Problem:
Reproduce the passage about independent living word for word, starting at "a single community" and running up to and including "this reformed system.".
-- Exercise passage follows --
Linking the two challenges has led me to ask: Is it time for us to admit defeat and abandon the term ‘independent living’ to describe our aspirations as disabled people?  If so, how can we articulate these aspirations in a way which addresses the current problems with social care?  And what would that mean for what we now call ‘social care’?

I don’t want to focus on the question of whether the term ‘independent living’ is particularly problematic for people with chronic illness, partly because it deserves consideration completely separate from the question of the current state of social care. However, the second reason Catherine gives for questioning its continuing relevance – the way the term has been corrupted by those implementing the Care Act – is relevant to all groups of disabled people and is directly related to Chris Hatton’s challenge.

So to start by addressing the challenge to the term ‘independent living’ (but emphasising this is just my attempt to open up debate rather than my firm conclusion):

1. Maybe we have to admit that talking about ‘independent living’ is not useful to us at this point because we have failed to achieve general acceptance for our insistence that it should mean ‘having choice and control over the support needed to go about daily life’.  Instead, many working in health and social care, and also the general public, still take these words to mean ‘doing things for yourself’.  Moreover, too often it seems the terms ‘independent living’ and ‘independence’ are used to deny the reality of someone’s support needs. The rationing of services goes along with an unequal power relationship between the person who needs support and those responsible for funding and delivering it, and can result in a denial of needed assistance in the guise of encouraging ‘independence’.

2. At the same time, we need to recognise that independent living was never just about social care.  Yes, its origins were in replacing institutional and institutionalising services with direct payments, which enabled people to employ their own support workers, but this didn’t deliver what we meant by independent living unless other barriers were addressed: the barriers to accessible, affordable housing, transport, to employment, to participating in family and community life and so on.  This wider vision is reflected in the last Labour Government’s Independent Living Strategy which defined independent living as:

Having choice and control over the assistance and/or equipment needed to go about your daily life; and

Having equal access to housing, transport and mobility, health, employment and education and training opportunities.

That Strategy envisaged:

a single community based support system which focuses on all aspects of what people [of all ages] need to maximise their health and wellbeing and to participate in family and community life. The right of the individual disabled person to determine the kinds of services and support that they need will be at the heart of this reformed system.

3. We need to return to the roots of what disabled people in the 1970s and 1980s were trying to achieve. When I was carrying out research on independent living in the early 1990s, I consulted with the British Council of Disabled People about what the term meant.  The first principle they identified was that “all human life is of value”.  This echoes the UN Declaration of Human Rights: “All human beings are born equal in dignity and rights and all life is of equal worth” which is also, of course, the starting point for Article 19 of the UN Convention on the Rights of Persons with Disabilities (CRPD), the right to independent living.

As the UN’s Committee on the CRPD pointed out, “The foundation [of Article 19] is the core human rights principle that all human beings are born equal in dignity and rights and all life is of equal worth”.  Article 19, they explains:

has its roots in civil and political as well as economic, social and cultural rights: The right to liberty of movement and freedom to choose one’s residence (art. 12 of the International Covenant on Civil and Political Rights) and the right to an adequate standard of living, including adequate clothing, food and housing (art. 11 of the International Covenant on Economic, Social and Cultural Rights) and to basic communication rights form the basis for the right to live independently and be included in the community. Liberty of movement, an adequate standard of living as well as the ability to understand and have one’s preferences, choices and decisions understood, form indispensable conditions for human dignity and the free development of a person.
-- Exercise passage concluded --
-- Material supplied follows --
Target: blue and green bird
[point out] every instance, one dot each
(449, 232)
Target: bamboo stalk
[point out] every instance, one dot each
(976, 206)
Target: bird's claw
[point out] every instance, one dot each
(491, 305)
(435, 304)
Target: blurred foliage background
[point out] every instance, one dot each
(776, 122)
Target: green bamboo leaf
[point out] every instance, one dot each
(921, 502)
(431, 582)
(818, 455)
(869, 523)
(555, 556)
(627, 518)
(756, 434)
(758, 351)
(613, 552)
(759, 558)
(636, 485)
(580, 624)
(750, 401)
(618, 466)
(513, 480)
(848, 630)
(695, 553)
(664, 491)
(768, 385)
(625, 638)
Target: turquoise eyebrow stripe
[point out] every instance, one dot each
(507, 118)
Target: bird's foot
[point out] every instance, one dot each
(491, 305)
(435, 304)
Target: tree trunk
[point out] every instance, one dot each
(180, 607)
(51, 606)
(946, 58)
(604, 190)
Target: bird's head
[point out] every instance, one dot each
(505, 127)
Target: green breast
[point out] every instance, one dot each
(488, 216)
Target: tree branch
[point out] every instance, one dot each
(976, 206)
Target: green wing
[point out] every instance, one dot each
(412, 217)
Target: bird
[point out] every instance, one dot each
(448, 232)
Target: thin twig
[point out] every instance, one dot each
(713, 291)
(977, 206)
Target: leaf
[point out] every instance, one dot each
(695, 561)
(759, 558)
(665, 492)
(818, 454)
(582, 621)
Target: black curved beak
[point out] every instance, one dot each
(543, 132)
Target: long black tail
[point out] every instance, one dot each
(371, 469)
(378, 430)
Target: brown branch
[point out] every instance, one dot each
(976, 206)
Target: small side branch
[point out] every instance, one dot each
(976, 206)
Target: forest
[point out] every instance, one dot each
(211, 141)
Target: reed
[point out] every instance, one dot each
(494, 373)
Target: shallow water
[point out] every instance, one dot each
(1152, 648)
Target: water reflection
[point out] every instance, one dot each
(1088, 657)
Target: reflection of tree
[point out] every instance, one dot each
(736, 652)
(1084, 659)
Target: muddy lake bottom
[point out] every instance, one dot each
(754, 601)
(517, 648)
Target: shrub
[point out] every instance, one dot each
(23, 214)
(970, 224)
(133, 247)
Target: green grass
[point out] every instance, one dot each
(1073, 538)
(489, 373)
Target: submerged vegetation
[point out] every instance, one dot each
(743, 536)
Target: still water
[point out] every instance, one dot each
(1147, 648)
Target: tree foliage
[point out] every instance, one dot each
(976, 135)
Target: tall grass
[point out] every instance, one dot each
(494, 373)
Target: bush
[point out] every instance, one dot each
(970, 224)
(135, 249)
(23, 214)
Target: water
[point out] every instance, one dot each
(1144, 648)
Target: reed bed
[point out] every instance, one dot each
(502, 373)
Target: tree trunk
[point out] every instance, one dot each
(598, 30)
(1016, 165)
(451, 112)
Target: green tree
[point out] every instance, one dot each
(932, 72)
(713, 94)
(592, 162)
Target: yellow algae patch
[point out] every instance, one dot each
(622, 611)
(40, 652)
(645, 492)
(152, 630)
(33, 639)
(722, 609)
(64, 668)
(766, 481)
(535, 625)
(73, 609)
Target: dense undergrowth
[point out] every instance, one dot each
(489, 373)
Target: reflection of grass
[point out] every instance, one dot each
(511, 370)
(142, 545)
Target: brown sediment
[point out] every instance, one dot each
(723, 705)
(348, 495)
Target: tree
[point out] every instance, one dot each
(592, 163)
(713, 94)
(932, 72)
-- Material supplied concluded --
Completed exercise:
a single community based support system which focuses on all aspects of what people [of all ages] need to maximise their health and wellbeing and to participate in family and community life. The right of the individual disabled person to determine the kinds of services and support that they need will be at the heart of this reformed system.